---------- SUPPLIED PASSAGE ----------

MIT/2-clause BSD isn't exactly pages of boilerplate legalese, either.

------
jbellis
cached:
[http://74.125.47.132/search?q=cache:-Xe_P_DouNYJ:www.spearce...](http://74.125.47.132/search?q=cache:-Xe_P_DouNYJ:www.spearce.org/2010/02/the-
tragedy-of-eclipse-org.html+the+tragedy+of+eclipse.org&hl=en&gl=us&strip=1)

------
blasdel
It's like everything distasteful about the Apache Foundation, but amplified a
few orders of magnitude. Not surprising since the same corporate goons (IBM)
are at the helm, except that this time around they're the founders and
original contributors, not just filling a vacuum capitalizing on an existing
project.

------
maigret
Corps will never invest money in a software that they can't use, or worse can
get sued millions for IP violation. IP validation is relevant, and it's
probably a lot of work for the reviewers too. Software development isn't what
it was in the sixties, and looking at the Eclipse worldwide use & acceptance,
this process seems to pretty successful.

---------- DATA LINES ----------

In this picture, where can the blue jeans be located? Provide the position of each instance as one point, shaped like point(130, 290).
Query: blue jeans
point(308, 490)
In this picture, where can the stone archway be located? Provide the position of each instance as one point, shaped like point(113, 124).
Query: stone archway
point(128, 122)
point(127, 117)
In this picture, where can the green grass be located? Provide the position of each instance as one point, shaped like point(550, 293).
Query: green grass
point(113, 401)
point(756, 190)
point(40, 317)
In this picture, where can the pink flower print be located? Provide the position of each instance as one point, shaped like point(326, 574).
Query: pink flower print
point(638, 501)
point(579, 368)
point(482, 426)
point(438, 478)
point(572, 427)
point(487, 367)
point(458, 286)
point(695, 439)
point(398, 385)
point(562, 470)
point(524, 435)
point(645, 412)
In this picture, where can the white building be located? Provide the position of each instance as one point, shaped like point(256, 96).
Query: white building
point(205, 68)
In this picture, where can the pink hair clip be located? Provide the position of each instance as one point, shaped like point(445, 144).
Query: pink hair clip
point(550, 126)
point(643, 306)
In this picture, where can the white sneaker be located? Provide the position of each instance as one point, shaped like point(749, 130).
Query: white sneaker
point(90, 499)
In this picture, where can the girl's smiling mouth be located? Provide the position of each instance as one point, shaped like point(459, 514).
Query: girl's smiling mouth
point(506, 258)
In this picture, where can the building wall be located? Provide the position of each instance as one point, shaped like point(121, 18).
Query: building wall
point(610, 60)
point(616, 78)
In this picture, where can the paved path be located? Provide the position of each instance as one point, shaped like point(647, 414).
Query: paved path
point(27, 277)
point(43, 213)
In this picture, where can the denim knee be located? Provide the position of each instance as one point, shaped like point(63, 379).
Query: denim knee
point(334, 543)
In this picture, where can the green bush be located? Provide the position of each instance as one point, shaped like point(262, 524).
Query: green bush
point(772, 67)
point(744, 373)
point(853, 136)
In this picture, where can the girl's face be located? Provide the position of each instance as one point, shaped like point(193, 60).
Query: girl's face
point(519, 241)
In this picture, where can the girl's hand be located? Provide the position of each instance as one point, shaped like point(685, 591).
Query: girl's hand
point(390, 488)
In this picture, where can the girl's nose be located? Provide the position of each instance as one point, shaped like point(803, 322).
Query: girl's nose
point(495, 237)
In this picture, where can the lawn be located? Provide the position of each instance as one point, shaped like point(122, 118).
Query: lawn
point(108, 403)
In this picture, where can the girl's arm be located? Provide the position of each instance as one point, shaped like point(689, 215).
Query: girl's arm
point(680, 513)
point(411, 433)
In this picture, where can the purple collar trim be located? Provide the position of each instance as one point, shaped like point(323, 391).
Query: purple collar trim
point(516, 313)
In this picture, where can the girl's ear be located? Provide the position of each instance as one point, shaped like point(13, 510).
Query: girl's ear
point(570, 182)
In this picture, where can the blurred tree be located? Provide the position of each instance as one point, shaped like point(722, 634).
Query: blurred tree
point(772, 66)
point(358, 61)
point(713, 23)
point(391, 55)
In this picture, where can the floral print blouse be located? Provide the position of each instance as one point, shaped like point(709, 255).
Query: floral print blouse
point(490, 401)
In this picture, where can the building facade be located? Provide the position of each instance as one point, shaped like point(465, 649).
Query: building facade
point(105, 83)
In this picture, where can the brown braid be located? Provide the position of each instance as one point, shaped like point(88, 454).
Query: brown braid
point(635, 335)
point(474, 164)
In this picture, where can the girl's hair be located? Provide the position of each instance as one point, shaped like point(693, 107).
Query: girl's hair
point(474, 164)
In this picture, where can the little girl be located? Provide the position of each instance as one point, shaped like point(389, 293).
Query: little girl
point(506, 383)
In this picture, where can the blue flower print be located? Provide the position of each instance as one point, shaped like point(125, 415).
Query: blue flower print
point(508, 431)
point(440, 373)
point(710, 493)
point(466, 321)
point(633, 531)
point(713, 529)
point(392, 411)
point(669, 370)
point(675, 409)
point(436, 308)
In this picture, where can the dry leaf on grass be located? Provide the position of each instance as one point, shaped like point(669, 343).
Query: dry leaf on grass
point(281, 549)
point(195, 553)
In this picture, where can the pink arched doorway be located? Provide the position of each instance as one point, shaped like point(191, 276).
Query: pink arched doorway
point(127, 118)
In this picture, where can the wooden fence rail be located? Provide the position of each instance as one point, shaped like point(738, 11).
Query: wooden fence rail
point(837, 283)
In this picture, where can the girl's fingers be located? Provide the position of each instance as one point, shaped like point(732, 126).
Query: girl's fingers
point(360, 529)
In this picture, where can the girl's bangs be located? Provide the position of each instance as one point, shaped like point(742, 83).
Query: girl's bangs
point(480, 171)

----------

# YOUR TASKS
1 – Set down the forum thread word for word from "MIT/2-clause BSD isn't" to "corporate goons (IBM)".
2 – Please pull out the lines of the listing from the line with "In this picture, where can the girl's hair" to the line with "point(837, 283)", both included, unchanged and with nothing else.
The forum thread and the listing have nothing to do with each other.

# TASK-BY-TASK OUTPUTS
1 –
MIT/2-clause BSD isn't exactly pages of boilerplate legalese, either.

------
jbellis
cached:
[http://74.125.47.132/search?q=cache:-Xe_P_DouNYJ:www.spearce...](http://74.125.47.132/search?q=cache:-Xe_P_DouNYJ:www.spearce.org/2010/02/the-
tragedy-of-eclipse-org.html+the+tragedy+of+eclipse.org&hl=en&gl=us&strip=1)

------
blasdel
It's like everything distasteful about the Apache Foundation, but amplified a
few orders of magnitude. Not surprising since the same corporate goons (IBM)

2 –
In this picture, where can the girl's hair be located? Provide the position of each instance as one point, shaped like point(693, 107).
Query: girl's hair
point(474, 164)
In this picture, where can the little girl be located? Provide the position of each instance as one point, shaped like point(389, 293).
Query: little girl
point(506, 383)
In this picture, where can the blue flower print be located? Provide the position of each instance as one point, shaped like point(125, 415).
Query: blue flower print
point(508, 431)
point(440, 373)
point(710, 493)
point(466, 321)
point(633, 531)
point(713, 529)
point(392, 411)
point(669, 370)
point(675, 409)
point(436, 308)
In this picture, where can the dry leaf on grass be located? Provide the position of each instance as one point, shaped like point(669, 343).
Query: dry leaf on grass
point(281, 549)
point(195, 553)
In this picture, where can the pink arched doorway be located? Provide the position of each instance as one point, shaped like point(191, 276).
Query: pink arched doorway
point(127, 118)
In this picture, where can the wooden fence rail be located? Provide the position of each instance as one point, shaped like point(738, 11).
Query: wooden fence rail
point(837, 283)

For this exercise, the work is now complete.